■ **Stored records**

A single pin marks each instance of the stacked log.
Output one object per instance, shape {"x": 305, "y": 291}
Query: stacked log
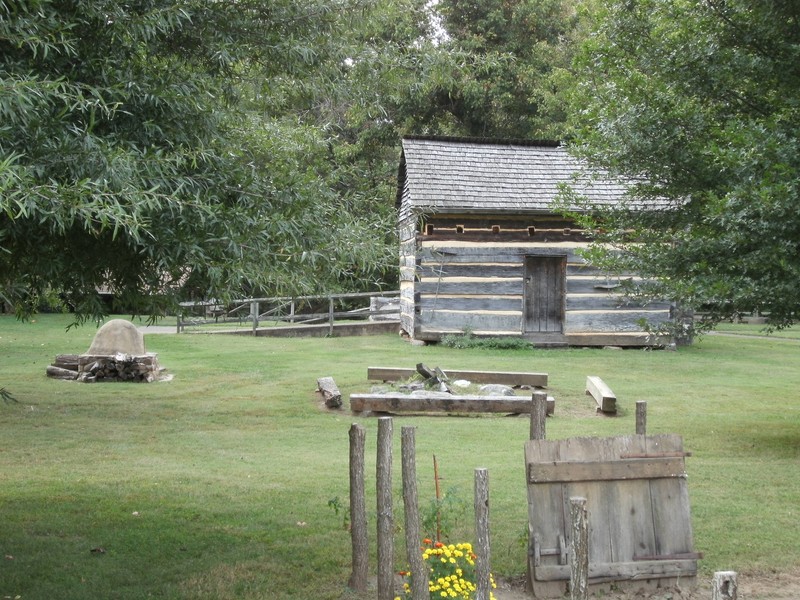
* * *
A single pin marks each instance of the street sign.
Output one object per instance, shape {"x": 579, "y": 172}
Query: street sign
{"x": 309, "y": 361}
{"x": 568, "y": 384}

■ **Written exercise**
Output the lines of the entries from the one containing "A single pin marks each instance of the stacked" through the one containing "Query: stacked log", inclusive, as a Markdown table with columns Row and Text, leaving out blank lines.

■ **Solved exercise**
| Row | Text |
|---|---|
| 1 | A single pin marks each instance of the stacked log. |
| 2 | Output one object per instance, shape {"x": 305, "y": 291} |
| 3 | Query: stacked log |